• _THE PROBLEM_: Turn everything from the start of the material down to the line containing "pixel 125 210", inclusive, into a JSON list of strings, one per line, with blank lines dropped. Leave the pictures out of the list.

Point annotations on photos:
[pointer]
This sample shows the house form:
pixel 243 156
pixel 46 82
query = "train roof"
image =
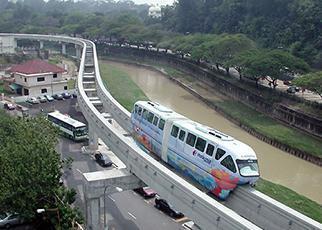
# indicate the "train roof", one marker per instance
pixel 238 149
pixel 67 119
pixel 160 110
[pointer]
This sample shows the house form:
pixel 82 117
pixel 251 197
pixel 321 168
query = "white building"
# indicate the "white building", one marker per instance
pixel 38 77
pixel 155 11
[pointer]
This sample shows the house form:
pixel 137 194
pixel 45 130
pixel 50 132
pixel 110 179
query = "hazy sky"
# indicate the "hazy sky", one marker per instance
pixel 160 2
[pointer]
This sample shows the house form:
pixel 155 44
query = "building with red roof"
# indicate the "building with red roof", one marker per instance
pixel 37 77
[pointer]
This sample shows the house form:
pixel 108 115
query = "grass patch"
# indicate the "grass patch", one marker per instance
pixel 120 85
pixel 270 128
pixel 71 83
pixel 291 199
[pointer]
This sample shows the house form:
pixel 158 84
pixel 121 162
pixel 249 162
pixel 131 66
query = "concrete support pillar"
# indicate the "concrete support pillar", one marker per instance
pixel 63 48
pixel 41 45
pixel 93 213
pixel 93 139
pixel 78 51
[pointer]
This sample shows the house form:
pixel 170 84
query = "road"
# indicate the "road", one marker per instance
pixel 125 210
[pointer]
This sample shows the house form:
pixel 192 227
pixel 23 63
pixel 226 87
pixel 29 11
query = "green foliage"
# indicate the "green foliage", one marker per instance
pixel 311 81
pixel 30 167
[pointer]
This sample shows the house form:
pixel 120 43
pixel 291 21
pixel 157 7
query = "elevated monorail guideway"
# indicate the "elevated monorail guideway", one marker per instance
pixel 99 108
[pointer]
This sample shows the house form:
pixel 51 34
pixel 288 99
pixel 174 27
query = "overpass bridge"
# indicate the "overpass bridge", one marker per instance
pixel 251 209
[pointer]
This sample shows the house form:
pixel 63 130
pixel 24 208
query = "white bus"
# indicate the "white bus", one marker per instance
pixel 70 127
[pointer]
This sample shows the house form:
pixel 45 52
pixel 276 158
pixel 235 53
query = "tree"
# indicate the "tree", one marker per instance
pixel 31 168
pixel 311 81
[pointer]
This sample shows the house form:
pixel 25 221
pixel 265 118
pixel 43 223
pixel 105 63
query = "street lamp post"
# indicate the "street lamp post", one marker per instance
pixel 105 188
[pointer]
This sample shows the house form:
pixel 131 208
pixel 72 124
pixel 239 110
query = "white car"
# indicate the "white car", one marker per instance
pixel 33 100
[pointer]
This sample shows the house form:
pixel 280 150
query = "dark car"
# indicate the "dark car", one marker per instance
pixel 146 192
pixel 164 206
pixel 66 95
pixel 8 220
pixel 9 106
pixel 58 96
pixel 103 160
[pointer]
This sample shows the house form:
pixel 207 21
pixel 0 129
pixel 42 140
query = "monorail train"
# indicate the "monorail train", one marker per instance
pixel 217 161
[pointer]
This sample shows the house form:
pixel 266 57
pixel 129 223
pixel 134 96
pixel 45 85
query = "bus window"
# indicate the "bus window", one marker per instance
pixel 161 124
pixel 182 135
pixel 140 111
pixel 155 120
pixel 191 139
pixel 150 117
pixel 219 153
pixel 174 131
pixel 201 144
pixel 229 163
pixel 210 150
pixel 145 114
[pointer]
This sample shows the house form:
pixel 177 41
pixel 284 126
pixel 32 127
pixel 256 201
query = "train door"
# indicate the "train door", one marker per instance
pixel 181 141
pixel 173 138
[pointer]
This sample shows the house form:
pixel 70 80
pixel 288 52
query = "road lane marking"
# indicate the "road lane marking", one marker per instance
pixel 111 198
pixel 130 214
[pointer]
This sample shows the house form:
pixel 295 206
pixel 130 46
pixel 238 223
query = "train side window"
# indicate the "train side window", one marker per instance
pixel 150 117
pixel 174 131
pixel 155 120
pixel 161 124
pixel 210 149
pixel 229 163
pixel 145 114
pixel 140 111
pixel 191 139
pixel 219 153
pixel 182 135
pixel 201 144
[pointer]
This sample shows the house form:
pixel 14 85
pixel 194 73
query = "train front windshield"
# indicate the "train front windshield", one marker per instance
pixel 248 167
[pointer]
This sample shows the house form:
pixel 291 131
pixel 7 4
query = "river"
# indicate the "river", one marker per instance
pixel 275 165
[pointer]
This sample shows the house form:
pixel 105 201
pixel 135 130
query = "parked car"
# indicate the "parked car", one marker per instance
pixel 32 100
pixel 103 160
pixel 8 220
pixel 42 99
pixel 9 106
pixel 49 98
pixel 164 206
pixel 190 225
pixel 66 95
pixel 146 192
pixel 58 96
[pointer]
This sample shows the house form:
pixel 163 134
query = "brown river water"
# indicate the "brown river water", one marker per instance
pixel 275 165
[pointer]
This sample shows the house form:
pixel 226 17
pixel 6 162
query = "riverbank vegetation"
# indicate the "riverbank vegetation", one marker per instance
pixel 113 77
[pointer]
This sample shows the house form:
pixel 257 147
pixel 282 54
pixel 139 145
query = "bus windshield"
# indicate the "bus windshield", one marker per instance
pixel 248 167
pixel 80 131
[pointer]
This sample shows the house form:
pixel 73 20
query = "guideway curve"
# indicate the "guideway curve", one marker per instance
pixel 206 212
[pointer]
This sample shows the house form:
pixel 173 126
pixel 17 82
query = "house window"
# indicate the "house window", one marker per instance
pixel 40 79
pixel 25 91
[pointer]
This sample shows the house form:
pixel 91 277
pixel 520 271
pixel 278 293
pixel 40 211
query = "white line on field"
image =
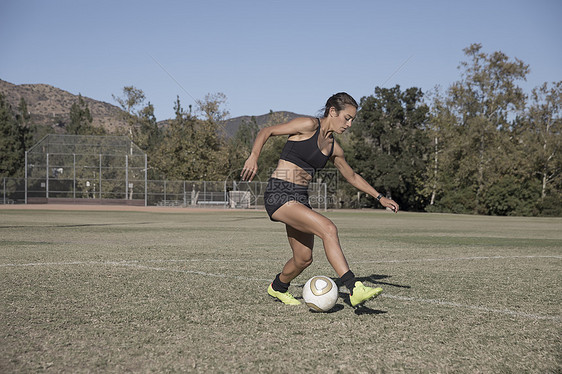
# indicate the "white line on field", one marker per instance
pixel 271 259
pixel 474 307
pixel 451 259
pixel 135 264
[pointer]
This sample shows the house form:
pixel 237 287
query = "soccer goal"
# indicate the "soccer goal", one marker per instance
pixel 85 169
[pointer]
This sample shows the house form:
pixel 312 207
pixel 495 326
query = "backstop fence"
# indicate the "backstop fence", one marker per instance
pixel 73 169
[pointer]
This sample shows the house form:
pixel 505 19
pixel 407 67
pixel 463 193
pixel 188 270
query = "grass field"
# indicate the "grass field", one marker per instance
pixel 184 291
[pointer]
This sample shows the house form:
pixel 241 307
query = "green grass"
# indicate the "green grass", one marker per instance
pixel 113 291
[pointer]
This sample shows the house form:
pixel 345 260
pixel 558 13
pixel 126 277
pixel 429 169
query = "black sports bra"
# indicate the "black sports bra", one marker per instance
pixel 306 154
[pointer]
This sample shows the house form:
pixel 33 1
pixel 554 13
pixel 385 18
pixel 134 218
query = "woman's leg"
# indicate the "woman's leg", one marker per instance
pixel 307 221
pixel 301 244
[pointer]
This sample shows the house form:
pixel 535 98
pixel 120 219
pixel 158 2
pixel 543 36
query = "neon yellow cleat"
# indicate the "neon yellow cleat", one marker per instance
pixel 284 297
pixel 363 293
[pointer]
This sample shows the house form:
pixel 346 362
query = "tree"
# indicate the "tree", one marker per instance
pixel 473 125
pixel 211 107
pixel 484 102
pixel 13 138
pixel 81 120
pixel 389 145
pixel 192 149
pixel 541 142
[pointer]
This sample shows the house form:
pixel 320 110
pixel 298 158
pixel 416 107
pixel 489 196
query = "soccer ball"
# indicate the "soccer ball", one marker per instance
pixel 320 293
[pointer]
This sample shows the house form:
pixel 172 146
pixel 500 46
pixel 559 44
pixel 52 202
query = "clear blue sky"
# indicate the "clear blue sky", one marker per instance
pixel 264 54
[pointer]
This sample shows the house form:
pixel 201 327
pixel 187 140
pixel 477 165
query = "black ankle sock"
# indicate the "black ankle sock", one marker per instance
pixel 349 280
pixel 279 286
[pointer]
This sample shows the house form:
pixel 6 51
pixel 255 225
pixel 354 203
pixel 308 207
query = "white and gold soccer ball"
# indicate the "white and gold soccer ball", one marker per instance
pixel 320 293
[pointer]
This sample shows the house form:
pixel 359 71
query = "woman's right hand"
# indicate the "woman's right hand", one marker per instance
pixel 250 169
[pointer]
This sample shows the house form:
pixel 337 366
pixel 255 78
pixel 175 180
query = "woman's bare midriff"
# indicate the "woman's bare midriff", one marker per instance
pixel 290 172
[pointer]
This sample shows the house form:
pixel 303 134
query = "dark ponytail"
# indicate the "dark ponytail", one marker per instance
pixel 339 101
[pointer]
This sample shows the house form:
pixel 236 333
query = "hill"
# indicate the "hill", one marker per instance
pixel 50 106
pixel 232 124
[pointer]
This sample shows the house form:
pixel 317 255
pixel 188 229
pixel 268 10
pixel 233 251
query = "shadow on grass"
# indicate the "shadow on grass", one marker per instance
pixel 376 279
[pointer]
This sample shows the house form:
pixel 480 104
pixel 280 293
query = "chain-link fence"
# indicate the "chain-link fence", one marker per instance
pixel 113 170
pixel 224 194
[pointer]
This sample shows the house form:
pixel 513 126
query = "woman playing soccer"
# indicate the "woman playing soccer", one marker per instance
pixel 309 146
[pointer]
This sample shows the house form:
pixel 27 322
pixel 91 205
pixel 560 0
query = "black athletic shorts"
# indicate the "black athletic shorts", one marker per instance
pixel 278 192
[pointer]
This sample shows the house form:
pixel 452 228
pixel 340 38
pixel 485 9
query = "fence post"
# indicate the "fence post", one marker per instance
pixel 47 178
pixel 145 180
pixel 126 176
pixel 74 175
pixel 325 197
pixel 100 176
pixel 25 197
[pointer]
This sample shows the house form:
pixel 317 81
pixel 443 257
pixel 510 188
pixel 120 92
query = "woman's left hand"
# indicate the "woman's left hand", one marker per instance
pixel 390 204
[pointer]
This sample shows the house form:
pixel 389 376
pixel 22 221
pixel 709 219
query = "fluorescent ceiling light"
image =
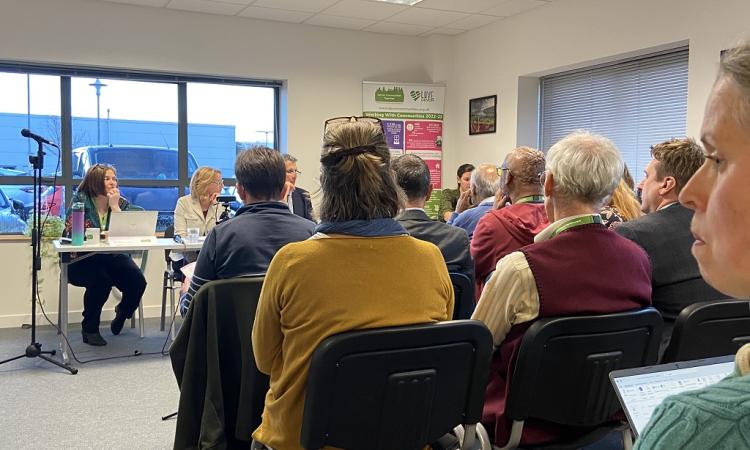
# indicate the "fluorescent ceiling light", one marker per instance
pixel 401 2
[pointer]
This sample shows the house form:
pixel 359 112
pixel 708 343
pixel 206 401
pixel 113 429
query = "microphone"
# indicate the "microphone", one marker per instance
pixel 28 134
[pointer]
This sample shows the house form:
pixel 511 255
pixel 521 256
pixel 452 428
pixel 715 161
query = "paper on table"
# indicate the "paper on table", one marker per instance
pixel 188 270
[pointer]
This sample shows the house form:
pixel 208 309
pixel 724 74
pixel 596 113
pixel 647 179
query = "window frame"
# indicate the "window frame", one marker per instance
pixel 68 179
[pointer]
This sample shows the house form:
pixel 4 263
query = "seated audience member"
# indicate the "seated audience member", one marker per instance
pixel 623 206
pixel 298 199
pixel 197 210
pixel 505 230
pixel 484 181
pixel 664 232
pixel 99 272
pixel 244 245
pixel 716 417
pixel 413 176
pixel 360 270
pixel 449 197
pixel 563 273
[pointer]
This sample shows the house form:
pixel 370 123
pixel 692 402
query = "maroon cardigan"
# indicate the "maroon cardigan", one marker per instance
pixel 584 270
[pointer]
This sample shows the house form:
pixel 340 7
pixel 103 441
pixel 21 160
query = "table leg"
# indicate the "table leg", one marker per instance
pixel 62 311
pixel 144 260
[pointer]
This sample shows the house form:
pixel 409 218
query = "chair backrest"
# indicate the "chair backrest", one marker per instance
pixel 706 329
pixel 213 361
pixel 463 292
pixel 396 388
pixel 562 370
pixel 168 233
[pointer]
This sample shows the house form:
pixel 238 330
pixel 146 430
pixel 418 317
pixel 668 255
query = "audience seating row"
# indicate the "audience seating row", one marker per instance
pixel 431 376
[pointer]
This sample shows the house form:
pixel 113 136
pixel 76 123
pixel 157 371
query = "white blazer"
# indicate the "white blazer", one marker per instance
pixel 189 214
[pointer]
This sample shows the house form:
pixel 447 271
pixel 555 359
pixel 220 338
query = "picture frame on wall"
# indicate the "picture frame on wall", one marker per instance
pixel 483 115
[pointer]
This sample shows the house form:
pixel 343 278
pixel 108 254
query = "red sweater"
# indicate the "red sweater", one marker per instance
pixel 573 278
pixel 503 231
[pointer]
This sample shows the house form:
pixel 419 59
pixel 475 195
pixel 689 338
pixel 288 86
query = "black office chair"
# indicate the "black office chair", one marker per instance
pixel 561 374
pixel 222 392
pixel 463 292
pixel 396 388
pixel 706 329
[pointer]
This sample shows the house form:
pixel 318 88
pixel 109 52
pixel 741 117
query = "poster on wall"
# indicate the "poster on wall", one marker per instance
pixel 412 118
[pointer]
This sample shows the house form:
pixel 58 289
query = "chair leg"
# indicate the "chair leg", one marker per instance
pixel 173 313
pixel 163 300
pixel 141 320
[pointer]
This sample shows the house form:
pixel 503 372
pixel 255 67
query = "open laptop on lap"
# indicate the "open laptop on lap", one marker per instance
pixel 642 389
pixel 132 227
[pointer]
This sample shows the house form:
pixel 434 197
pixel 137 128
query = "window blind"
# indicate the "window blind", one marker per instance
pixel 636 103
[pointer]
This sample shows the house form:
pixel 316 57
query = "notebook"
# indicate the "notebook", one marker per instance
pixel 132 227
pixel 642 389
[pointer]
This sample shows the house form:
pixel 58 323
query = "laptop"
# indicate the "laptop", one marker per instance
pixel 642 389
pixel 132 227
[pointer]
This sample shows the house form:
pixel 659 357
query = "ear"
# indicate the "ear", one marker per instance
pixel 668 184
pixel 548 184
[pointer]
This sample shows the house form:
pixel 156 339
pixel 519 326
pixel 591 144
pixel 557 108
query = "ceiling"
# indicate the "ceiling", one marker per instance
pixel 448 17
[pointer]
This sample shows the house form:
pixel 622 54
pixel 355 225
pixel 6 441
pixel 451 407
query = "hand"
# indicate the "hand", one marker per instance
pixel 464 202
pixel 113 199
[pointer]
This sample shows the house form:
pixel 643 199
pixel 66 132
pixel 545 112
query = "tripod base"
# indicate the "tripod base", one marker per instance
pixel 35 351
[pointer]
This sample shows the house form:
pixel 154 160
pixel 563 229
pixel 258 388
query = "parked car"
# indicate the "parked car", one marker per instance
pixel 135 162
pixel 10 222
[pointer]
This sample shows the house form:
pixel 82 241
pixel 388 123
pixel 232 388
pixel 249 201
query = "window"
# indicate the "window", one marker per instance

• _EXERCISE OUTPUT_:
[
  "[pointer]",
  "This sample shows the house form:",
  "pixel 243 156",
  "pixel 46 82",
  "query = \"train roof\"",
  "image =",
  "# indicate the \"train roof\", one marker per instance",
  "pixel 238 149",
  "pixel 67 119",
  "pixel 160 110",
  "[pointer]",
  "This sample shows the house form:",
  "pixel 82 117",
  "pixel 251 197",
  "pixel 321 168",
  "query = \"white building\"",
  "# indicate the \"white building\", one marker per instance",
  "pixel 38 77",
  "pixel 155 11",
  "[pointer]",
  "This sample shows the house form:",
  "pixel 137 194",
  "pixel 45 130",
  "pixel 50 132",
  "pixel 110 179",
  "query = \"hazy sky\"",
  "# indicate the \"hazy sky\", one marker per instance",
  "pixel 160 2",
  "[pointer]",
  "This sample shows the house form:",
  "pixel 155 44",
  "query = \"building with red roof\"",
  "# indicate the \"building with red roof\", one marker per instance",
  "pixel 37 77",
  "[pointer]",
  "This sample shows the house form:",
  "pixel 108 115",
  "query = \"grass patch\"",
  "# indicate the \"grass patch\", one marker per instance",
  "pixel 120 85",
  "pixel 270 128",
  "pixel 71 83",
  "pixel 291 199",
  "[pointer]",
  "This sample shows the house form:",
  "pixel 158 84",
  "pixel 121 162",
  "pixel 249 162",
  "pixel 131 66",
  "query = \"concrete support pillar\"",
  "# indicate the \"concrete support pillar\", one marker per instance",
  "pixel 63 48",
  "pixel 41 45",
  "pixel 93 213",
  "pixel 93 139",
  "pixel 78 51",
  "[pointer]",
  "This sample shows the house form:",
  "pixel 170 84",
  "query = \"road\"",
  "# indicate the \"road\", one marker per instance",
  "pixel 125 210"
]